What the task requires
Count the lines of the data that contain the string "yellow". Give only the number.

Location labeling data
━━━━━━━━━━

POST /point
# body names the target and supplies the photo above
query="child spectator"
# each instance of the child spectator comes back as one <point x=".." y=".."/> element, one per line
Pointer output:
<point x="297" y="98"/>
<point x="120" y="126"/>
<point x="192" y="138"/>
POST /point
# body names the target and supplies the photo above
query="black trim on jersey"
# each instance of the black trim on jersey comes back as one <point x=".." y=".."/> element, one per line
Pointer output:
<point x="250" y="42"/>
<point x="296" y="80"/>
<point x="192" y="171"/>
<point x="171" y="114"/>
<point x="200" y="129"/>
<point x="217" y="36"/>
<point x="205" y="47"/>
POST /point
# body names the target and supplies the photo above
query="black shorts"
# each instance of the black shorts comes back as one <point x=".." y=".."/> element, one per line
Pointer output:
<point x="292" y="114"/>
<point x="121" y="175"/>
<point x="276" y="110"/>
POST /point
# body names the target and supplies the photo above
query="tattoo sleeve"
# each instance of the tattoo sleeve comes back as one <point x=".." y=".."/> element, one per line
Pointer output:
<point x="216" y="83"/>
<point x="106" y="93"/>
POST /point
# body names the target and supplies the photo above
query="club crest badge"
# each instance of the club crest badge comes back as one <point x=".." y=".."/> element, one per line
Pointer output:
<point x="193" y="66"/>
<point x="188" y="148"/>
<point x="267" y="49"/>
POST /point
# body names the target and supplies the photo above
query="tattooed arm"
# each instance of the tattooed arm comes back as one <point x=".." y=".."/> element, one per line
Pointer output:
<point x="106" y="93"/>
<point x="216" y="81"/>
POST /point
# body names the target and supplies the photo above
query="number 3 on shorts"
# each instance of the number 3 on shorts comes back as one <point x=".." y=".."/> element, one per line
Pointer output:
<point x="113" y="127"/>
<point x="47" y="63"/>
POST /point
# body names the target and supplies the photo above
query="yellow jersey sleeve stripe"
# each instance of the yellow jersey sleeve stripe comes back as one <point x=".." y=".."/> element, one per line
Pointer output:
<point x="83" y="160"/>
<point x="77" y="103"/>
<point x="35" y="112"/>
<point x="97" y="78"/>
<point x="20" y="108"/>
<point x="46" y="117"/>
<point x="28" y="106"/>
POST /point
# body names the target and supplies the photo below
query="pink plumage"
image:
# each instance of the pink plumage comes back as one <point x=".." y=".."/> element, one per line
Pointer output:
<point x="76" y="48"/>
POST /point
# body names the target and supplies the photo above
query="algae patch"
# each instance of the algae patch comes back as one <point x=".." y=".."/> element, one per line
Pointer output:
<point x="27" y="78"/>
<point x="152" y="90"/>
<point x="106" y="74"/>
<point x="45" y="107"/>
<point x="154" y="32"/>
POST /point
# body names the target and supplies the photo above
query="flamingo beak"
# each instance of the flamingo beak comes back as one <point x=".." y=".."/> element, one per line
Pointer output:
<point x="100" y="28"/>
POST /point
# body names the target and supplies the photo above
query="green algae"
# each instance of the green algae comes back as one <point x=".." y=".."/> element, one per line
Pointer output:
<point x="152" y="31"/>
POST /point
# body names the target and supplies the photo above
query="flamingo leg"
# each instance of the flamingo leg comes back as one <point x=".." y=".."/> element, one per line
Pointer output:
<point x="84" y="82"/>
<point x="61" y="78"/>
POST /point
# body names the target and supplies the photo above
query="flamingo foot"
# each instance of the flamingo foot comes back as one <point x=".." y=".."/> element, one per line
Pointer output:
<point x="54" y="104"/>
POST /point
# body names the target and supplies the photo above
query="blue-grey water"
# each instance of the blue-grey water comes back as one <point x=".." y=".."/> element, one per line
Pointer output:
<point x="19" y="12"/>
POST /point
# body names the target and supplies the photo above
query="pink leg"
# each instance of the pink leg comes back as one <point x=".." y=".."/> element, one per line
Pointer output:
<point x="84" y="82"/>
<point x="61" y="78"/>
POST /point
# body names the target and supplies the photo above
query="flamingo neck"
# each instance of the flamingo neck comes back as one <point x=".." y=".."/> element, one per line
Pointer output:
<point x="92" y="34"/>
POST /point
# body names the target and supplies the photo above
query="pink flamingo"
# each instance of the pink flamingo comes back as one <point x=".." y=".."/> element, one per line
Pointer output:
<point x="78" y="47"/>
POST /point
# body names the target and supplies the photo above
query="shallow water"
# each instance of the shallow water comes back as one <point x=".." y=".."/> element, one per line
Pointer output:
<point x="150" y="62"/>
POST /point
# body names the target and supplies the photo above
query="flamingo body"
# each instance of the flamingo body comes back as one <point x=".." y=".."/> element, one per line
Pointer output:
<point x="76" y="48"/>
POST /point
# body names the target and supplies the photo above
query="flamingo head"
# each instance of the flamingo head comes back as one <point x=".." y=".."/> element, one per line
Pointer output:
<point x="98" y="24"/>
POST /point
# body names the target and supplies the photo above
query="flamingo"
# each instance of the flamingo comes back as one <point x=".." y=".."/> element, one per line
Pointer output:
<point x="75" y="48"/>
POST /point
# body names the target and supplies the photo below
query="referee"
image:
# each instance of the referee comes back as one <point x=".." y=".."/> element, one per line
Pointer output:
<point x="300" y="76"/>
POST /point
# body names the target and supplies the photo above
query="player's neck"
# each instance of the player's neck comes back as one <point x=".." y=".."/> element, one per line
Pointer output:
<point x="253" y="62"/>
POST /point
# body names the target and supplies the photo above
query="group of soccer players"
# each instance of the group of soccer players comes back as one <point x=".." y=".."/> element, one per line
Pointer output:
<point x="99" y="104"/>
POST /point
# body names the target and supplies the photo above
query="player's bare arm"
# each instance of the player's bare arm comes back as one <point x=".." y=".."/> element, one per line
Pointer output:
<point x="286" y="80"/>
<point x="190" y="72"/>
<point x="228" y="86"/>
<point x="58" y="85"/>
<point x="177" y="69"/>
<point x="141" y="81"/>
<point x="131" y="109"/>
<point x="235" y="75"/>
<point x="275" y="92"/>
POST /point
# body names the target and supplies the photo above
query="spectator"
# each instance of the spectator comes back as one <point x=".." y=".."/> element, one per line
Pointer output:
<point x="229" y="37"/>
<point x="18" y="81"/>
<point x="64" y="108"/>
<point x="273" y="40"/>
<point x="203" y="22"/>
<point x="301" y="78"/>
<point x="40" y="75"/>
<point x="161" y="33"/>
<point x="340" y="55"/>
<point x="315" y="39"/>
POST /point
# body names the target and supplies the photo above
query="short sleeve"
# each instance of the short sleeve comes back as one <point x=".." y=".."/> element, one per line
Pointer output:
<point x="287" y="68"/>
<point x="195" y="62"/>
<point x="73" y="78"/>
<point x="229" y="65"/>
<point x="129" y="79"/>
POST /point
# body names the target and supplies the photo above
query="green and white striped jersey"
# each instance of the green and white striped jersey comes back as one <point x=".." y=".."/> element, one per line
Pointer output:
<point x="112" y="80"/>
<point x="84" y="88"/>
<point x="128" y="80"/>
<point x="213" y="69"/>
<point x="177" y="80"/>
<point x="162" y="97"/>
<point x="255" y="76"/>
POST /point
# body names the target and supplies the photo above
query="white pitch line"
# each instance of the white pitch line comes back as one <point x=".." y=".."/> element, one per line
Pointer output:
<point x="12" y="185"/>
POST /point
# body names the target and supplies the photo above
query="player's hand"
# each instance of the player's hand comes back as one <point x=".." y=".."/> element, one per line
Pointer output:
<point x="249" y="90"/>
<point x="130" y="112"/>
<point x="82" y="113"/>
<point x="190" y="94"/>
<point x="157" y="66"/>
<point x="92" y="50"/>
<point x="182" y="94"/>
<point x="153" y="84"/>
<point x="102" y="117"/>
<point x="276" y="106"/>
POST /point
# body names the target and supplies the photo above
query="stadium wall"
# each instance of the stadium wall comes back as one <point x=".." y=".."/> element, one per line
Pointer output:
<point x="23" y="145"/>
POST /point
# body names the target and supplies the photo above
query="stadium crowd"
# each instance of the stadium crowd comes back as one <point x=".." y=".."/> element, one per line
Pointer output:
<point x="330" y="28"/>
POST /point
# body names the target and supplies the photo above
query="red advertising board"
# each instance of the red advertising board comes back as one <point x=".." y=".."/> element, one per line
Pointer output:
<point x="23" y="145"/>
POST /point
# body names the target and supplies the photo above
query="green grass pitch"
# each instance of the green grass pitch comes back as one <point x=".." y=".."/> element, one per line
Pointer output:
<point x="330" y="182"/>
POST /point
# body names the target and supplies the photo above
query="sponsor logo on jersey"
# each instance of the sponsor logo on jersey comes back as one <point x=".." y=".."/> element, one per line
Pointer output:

━━━━━━━━━━

Expected answer
2